____ MATERIAL

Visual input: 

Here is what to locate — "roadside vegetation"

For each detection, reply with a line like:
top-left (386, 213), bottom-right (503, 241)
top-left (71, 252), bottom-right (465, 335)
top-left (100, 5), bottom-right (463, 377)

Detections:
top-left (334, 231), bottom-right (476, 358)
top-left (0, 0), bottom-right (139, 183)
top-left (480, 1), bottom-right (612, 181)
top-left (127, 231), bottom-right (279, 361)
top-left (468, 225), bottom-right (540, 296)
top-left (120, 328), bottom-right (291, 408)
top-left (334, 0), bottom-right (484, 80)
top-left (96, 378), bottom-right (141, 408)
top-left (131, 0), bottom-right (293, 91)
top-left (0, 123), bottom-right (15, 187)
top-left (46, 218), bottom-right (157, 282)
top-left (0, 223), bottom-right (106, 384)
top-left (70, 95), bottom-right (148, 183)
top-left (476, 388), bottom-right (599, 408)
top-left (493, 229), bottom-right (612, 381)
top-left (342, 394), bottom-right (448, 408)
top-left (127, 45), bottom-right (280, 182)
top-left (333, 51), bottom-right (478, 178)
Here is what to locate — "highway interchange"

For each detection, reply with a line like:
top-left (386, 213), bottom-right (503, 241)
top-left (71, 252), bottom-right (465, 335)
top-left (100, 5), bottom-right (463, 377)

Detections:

________

# TASK DETAILS
Each record must be returned exactly as it is written.

# FULL OUTPUT
Visual input: 

Here is what to locate — "roadside vegetation"

For each detection, reply with a line like:
top-left (386, 213), bottom-right (503, 241)
top-left (71, 252), bottom-right (465, 335)
top-left (100, 5), bottom-right (463, 377)

Detections:
top-left (334, 231), bottom-right (476, 358)
top-left (0, 0), bottom-right (139, 183)
top-left (480, 1), bottom-right (612, 181)
top-left (127, 231), bottom-right (279, 361)
top-left (468, 225), bottom-right (540, 296)
top-left (120, 328), bottom-right (291, 408)
top-left (334, 0), bottom-right (484, 80)
top-left (96, 378), bottom-right (141, 408)
top-left (131, 0), bottom-right (293, 91)
top-left (0, 123), bottom-right (15, 187)
top-left (46, 218), bottom-right (157, 282)
top-left (0, 223), bottom-right (106, 384)
top-left (70, 95), bottom-right (148, 183)
top-left (476, 388), bottom-right (599, 408)
top-left (493, 229), bottom-right (612, 381)
top-left (342, 394), bottom-right (448, 408)
top-left (127, 45), bottom-right (280, 182)
top-left (333, 51), bottom-right (478, 178)
Here is what to locate — "highway interchange"

For each detection, reply with a line like:
top-left (386, 213), bottom-right (503, 241)
top-left (71, 252), bottom-right (465, 335)
top-left (100, 5), bottom-right (463, 377)

Detections:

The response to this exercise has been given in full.